## Begin Record list

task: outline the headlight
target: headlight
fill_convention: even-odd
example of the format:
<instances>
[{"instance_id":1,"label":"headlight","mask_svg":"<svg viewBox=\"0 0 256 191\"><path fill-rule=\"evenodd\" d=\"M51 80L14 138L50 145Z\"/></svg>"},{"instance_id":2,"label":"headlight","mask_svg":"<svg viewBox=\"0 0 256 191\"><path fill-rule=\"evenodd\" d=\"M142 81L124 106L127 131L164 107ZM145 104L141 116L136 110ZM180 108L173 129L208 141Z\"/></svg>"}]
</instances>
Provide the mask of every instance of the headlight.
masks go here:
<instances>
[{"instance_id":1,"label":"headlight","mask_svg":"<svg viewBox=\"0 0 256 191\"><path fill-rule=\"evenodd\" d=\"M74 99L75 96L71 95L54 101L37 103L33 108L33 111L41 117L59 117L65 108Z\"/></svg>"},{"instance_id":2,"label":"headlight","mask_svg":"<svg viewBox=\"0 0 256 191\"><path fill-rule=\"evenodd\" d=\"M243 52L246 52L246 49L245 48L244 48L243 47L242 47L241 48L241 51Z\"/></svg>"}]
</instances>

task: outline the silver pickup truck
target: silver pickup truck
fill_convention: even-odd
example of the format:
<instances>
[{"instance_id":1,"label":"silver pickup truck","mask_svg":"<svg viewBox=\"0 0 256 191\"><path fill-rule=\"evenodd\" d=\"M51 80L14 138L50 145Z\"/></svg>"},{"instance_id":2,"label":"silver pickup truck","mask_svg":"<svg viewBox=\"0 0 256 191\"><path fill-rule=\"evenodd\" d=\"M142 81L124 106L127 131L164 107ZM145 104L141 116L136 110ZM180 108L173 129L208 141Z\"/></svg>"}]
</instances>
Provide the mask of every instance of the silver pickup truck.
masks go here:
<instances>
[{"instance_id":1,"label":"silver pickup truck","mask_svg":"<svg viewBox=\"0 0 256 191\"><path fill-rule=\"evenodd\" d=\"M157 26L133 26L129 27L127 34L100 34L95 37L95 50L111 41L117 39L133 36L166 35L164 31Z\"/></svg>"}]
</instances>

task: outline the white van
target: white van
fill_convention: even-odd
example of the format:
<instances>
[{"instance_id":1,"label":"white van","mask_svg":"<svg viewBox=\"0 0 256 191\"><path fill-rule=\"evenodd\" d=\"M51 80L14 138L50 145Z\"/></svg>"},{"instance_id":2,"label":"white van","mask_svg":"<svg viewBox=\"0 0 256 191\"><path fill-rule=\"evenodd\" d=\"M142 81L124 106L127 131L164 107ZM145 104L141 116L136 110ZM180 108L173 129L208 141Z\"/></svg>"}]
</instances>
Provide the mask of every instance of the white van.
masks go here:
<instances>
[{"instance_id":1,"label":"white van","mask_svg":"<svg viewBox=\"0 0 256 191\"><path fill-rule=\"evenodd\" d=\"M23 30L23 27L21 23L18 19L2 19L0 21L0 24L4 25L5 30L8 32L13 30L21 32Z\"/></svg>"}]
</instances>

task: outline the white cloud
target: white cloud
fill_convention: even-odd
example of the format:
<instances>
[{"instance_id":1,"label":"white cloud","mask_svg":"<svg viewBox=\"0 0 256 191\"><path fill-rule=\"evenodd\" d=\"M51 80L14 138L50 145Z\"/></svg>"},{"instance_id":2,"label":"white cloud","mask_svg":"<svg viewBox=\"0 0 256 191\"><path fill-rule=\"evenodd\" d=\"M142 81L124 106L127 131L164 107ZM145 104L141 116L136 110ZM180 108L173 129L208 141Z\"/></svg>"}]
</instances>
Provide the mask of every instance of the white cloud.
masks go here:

## End Record list

Problem to solve — Repeat the material above in full, exactly as it stands.

Solved exercise —
task: outline the headlight
target: headlight
fill_convention: even-odd
example of the format:
<instances>
[{"instance_id":1,"label":"headlight","mask_svg":"<svg viewBox=\"0 0 256 191\"><path fill-rule=\"evenodd\" d=\"M51 80L14 138L50 145Z\"/></svg>"},{"instance_id":2,"label":"headlight","mask_svg":"<svg viewBox=\"0 0 256 191\"><path fill-rule=\"evenodd\" d=\"M142 81L124 106L127 131L164 107ZM145 104L141 116L136 110ZM180 108L173 129L208 141Z\"/></svg>"}]
</instances>
Provide the mask of every instance of the headlight.
masks go here:
<instances>
[{"instance_id":1,"label":"headlight","mask_svg":"<svg viewBox=\"0 0 256 191\"><path fill-rule=\"evenodd\" d=\"M74 99L75 96L71 95L54 101L37 103L33 108L33 111L41 117L59 117L65 108Z\"/></svg>"},{"instance_id":2,"label":"headlight","mask_svg":"<svg viewBox=\"0 0 256 191\"><path fill-rule=\"evenodd\" d=\"M243 52L246 52L246 49L245 48L244 48L243 47L242 47L241 48L241 51Z\"/></svg>"}]
</instances>

task: outline the silver pickup truck
target: silver pickup truck
fill_convention: even-odd
example of the format:
<instances>
[{"instance_id":1,"label":"silver pickup truck","mask_svg":"<svg viewBox=\"0 0 256 191\"><path fill-rule=\"evenodd\" d=\"M51 80L14 138L50 145Z\"/></svg>"},{"instance_id":2,"label":"silver pickup truck","mask_svg":"<svg viewBox=\"0 0 256 191\"><path fill-rule=\"evenodd\" d=\"M142 81L124 106L127 131L164 107ZM145 104L141 116L136 110ZM180 108L173 129L208 141Z\"/></svg>"}]
</instances>
Provide the mask of every instance of the silver pickup truck.
masks go here:
<instances>
[{"instance_id":1,"label":"silver pickup truck","mask_svg":"<svg viewBox=\"0 0 256 191\"><path fill-rule=\"evenodd\" d=\"M157 26L133 26L129 27L127 34L100 34L95 37L95 50L111 41L117 39L133 36L166 35L164 31Z\"/></svg>"}]
</instances>

task: outline the white van
target: white van
fill_convention: even-odd
example of the format:
<instances>
[{"instance_id":1,"label":"white van","mask_svg":"<svg viewBox=\"0 0 256 191\"><path fill-rule=\"evenodd\" d=\"M51 80L14 138L50 145Z\"/></svg>"},{"instance_id":2,"label":"white van","mask_svg":"<svg viewBox=\"0 0 256 191\"><path fill-rule=\"evenodd\" d=\"M142 81L124 106L127 131L164 107ZM145 104L141 116L136 110ZM180 108L173 129L208 141Z\"/></svg>"}]
</instances>
Provide the mask of every instance of the white van.
masks go here:
<instances>
[{"instance_id":1,"label":"white van","mask_svg":"<svg viewBox=\"0 0 256 191\"><path fill-rule=\"evenodd\" d=\"M23 30L23 27L21 23L18 19L2 19L0 21L0 24L4 25L5 30L8 32L13 30L21 32Z\"/></svg>"}]
</instances>

task: outline the white cloud
target: white cloud
fill_convention: even-odd
example of the format:
<instances>
[{"instance_id":1,"label":"white cloud","mask_svg":"<svg viewBox=\"0 0 256 191\"><path fill-rule=\"evenodd\" d=\"M51 80L14 138L50 145Z\"/></svg>"},{"instance_id":2,"label":"white cloud","mask_svg":"<svg viewBox=\"0 0 256 191\"><path fill-rule=\"evenodd\" d=\"M142 81L124 106L127 131L164 107ZM145 104L141 116L136 110ZM180 108L173 129L208 141Z\"/></svg>"}]
</instances>
Provide the mask of every instance of the white cloud.
masks go here:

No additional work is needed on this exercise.